==== Text zur Analyse

Zum Beispiel mag ich Mieze Bauschulte
WEIL ich niemanden kenne, der seinen Führerschein schon so lange hat: seit 1939. Einparken hat sie damals nicht gelernt, dafür gab es zuwenig Autos, aber sie fährt - solange es hell ist - immer noch Auto, und das mit dem Einparken klappt im Allgemeinen immer noch, nur manchmal nimmt sie ein bißchen Buschwerk mit, aber das macht dem Auto nichts, sagt sie, sowas ist das alles schon gewohnt.
WEIL sie Mieze genannt wird, und ich muß unbedingt mal herausfinden warum, vielleicht einfach deswegen, weil der Name so gut paßt, weil sie tatsächlich manchmal wie eine freundliche, altersweise Großkatze wirkt, die immer ein verbindliches Lächeln auf den Lippen hat, egal wie erschöpft sie gerade ist.

Letzte Woche habe ich von Gustave Flaubert endlich die Drei Erzählungen gelesen, eines von diesen Büchern, die man eigentlich schon längst gelesen haben wollte. Am beeindruckensten ist wohl die Geschichte der Dienstmagd Felicité (das heißt Glück), die Flaubert in Ein schlichtes Herz erzählt. Sinnigerweise ist diese einfache und eigentlich ihr Leben lang einsame Frau tatsächlich auf eine traurige Weise glücklich: weil sie sehr katholisch ist und alles glaubt, was man ihr über Heiligenlegenden, die Mutter Gottes und das Mysterium der Kommunion erzählt. Das ihr Glaube nur eine traurige Illusion ist, zeigt Flaubert durch ein bedrückendes Bild: ihr ganzes Leben lang liebt Felicité einen grünen Papagei, erst als lebendiges Tier, später ausgestopft, und je älter sie wird, um so mehr überträgt sie ihre Verehrung der Mutter Gottes auf den ausgestopften grünen Vogel, und als sie am Ende stirbt, sieht sie einen riesigen grüne Papagei mit ausgebreiteten Flügeln, der ihre Seele aufzunehmen scheint, und das tieftraurige daran ist, das diese Illusion sie tröstet.

Hoffnung!
In der ZEIT stand, warum die Zeit schneller vergeht, je älter man wird: das soll in erster Linie gar nicht daran liegen, daß die relative Länge einer Zeitspanne im Vergleich zur Gesamtlänge des bisherigen Lebens geringer wird (also ein Jahr für einen Dreijährigen ein Drittel seines Lebens ausmacht, für einen Dreißigjährigen nur noch ein Dreißigstel etc.), sondern: je monoter das Leben wird, um so weniger Zeitverlauf verbucht das Gehirn, 365 gleiche Tage werden nur wie ein Tag gespeichert, und dann vergeht die ZEIT natürlich schneller.
Also: mehr Abwechslung ins Leben bringen, öfter mal neue Herausforderungen, und das Leben wirkt viel länger. Und man hat mehr, worüber man im Weblog schreiben kann.
Und noch was macht Hoffnung: im Alter nimmt die Leistungsfähigkeit des Gehirn gar nicht ab, das soll nur eine selffullfillment prophecy sein: weil man davon ausgeht, im Alter nicht mehr soviel lernen zu können, wagt man sich an weniger Herausforderungen und wenn, dann häufig weniger optimistisch und motiviert. Und dann lernt man natürlich weniger effektiv, obwohl die Fähigkeit, zum Beispiel Sprachen oder Instrumente zu erlernen, immer noch vorhanden ist.

========
==== Extrahierte Einträge

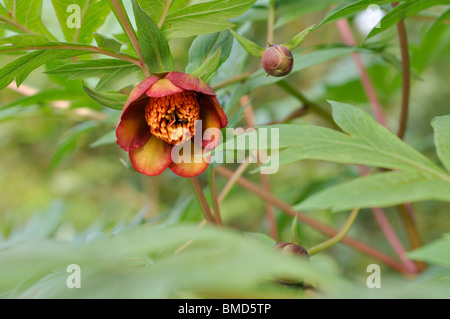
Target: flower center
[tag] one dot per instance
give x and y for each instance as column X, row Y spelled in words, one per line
column 172, row 118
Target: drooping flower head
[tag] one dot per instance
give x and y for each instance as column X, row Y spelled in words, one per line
column 163, row 113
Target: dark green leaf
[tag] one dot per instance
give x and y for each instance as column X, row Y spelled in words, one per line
column 207, row 17
column 114, row 101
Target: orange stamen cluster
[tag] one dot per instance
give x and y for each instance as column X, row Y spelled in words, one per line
column 172, row 118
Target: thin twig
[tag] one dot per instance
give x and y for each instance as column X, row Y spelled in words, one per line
column 164, row 15
column 325, row 229
column 215, row 198
column 202, row 200
column 125, row 22
column 338, row 237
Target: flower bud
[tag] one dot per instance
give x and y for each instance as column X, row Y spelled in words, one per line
column 293, row 250
column 277, row 60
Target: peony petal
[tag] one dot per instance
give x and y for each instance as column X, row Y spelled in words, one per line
column 163, row 88
column 210, row 127
column 189, row 82
column 140, row 89
column 152, row 158
column 206, row 101
column 189, row 168
column 133, row 131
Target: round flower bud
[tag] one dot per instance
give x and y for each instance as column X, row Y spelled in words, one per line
column 277, row 60
column 293, row 250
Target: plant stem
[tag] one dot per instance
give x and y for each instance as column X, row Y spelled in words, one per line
column 237, row 78
column 202, row 200
column 325, row 229
column 215, row 198
column 347, row 36
column 126, row 25
column 270, row 213
column 338, row 237
column 270, row 22
column 309, row 104
column 164, row 15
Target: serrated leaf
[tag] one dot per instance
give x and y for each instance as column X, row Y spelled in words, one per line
column 352, row 8
column 205, row 45
column 114, row 101
column 248, row 45
column 403, row 11
column 379, row 190
column 207, row 17
column 107, row 43
column 21, row 67
column 28, row 14
column 441, row 125
column 108, row 138
column 297, row 40
column 25, row 40
column 92, row 14
column 93, row 68
column 207, row 69
column 289, row 10
column 154, row 47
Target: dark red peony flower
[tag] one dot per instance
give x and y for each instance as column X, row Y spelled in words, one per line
column 162, row 113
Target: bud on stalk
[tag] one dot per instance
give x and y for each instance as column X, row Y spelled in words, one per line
column 277, row 60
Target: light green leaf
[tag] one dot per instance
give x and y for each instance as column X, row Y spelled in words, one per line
column 93, row 68
column 205, row 45
column 114, row 101
column 403, row 11
column 436, row 252
column 28, row 14
column 154, row 47
column 21, row 67
column 207, row 69
column 92, row 14
column 441, row 125
column 352, row 8
column 297, row 40
column 379, row 190
column 207, row 17
column 107, row 43
column 25, row 40
column 289, row 10
column 249, row 46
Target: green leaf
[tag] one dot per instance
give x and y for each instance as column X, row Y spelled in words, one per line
column 93, row 68
column 379, row 190
column 113, row 101
column 205, row 45
column 435, row 253
column 28, row 14
column 352, row 8
column 403, row 11
column 207, row 69
column 107, row 43
column 297, row 40
column 25, row 40
column 154, row 47
column 108, row 138
column 92, row 14
column 207, row 17
column 249, row 46
column 441, row 125
column 21, row 67
column 289, row 10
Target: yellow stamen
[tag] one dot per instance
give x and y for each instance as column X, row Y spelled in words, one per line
column 172, row 118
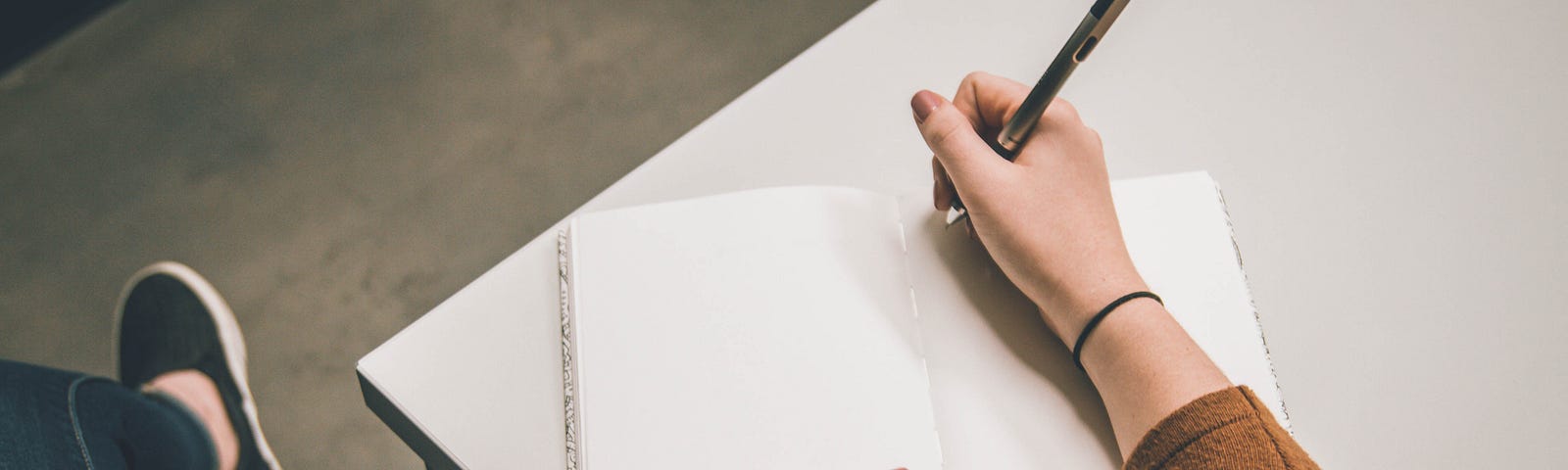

========

Aufgaben:
(1) Beantworten Sie diese Fragen zum Text.
(a) Seit welchem Jahr hat Mieze Bauschulte ihren Führerschein?
(b) Wie heißt die Dienstmagd, deren Geschichte in Ein schlichtes Herz erzählt wird?
(c) Wie viele gleiche Tage werden laut dem Bericht in der ZEIT nur wie ein Tag gespeichert?
(2) Geben Sie für jede Aussage an, ob sie mit dem Text übereinstimmt, und zitieren Sie die entscheidenden Worte.
(a) Mieze Bauschulte fährt auch bei Dunkelheit Auto.
(b) Felicité liebt ihr ganzes Leben lang einen grünen Papagei.
(c) Im Alter nimmt die Leistungsfähigkeit des Gehirns ab.
(3) Schreiben Sie aus dem Text die Stelle von „Zum Beispiel mag“ bis einschließlich „alles schon gewohnt.“ wortgetreu ab.
Die Einträge haben keinen Bezug zum Text.

Lösungen:
(1)
(a) Seit 1939.
(b) Felicité.
(c) 365.

(2)
(a) Nein: „solange es hell ist“
(b) Ja: „ihr ganzes Leben lang liebt Felicité einen grünen Papagei“
(c) Nein: „im Alter nimmt die Leistungsfähigkeit des Gehirn gar nicht ab“

(3)
Zum Beispiel mag ich Mieze Bauschulte
WEIL ich niemanden kenne, der seinen Führerschein schon so lange hat: seit 1939. Einparken hat sie damals nicht gelernt, dafür gab es zuwenig Autos, aber sie fährt - solange es hell ist - immer noch Auto, und das mit dem Einparken klappt im Allgemeinen immer noch, nur manchmal nimmt sie ein bißchen Buschwerk mit, aber das macht dem Auto nichts, sagt sie, sowas ist das alles schon gewohnt.